[Stored dataset items]
* * * * * * * * *

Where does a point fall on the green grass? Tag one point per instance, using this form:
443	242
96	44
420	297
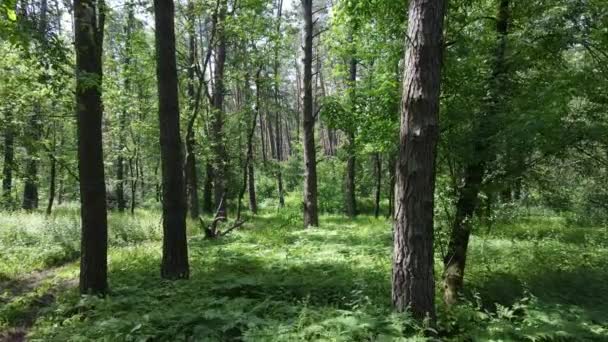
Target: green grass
535	279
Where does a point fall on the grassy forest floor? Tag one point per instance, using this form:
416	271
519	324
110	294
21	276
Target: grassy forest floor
537	278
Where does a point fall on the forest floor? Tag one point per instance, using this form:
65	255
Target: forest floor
537	278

* * * * * * * * *

_What you have to do:_ Copy out every one of the records above word for word, omitting the pictures.

_Completed task:_
Where does a point fall on the green grass? Tag one point per instance, using this form:
443	242
96	44
420	297
Target: green grass
535	279
Where does a point fall on the grassy forest floor? Tag one point per instance, using this form:
416	271
519	324
110	294
21	276
Target: grassy forest floor
537	278
Where does a point fall on the forest floor? Tag one point per instance, using this form:
65	255
Target: forest floor
537	278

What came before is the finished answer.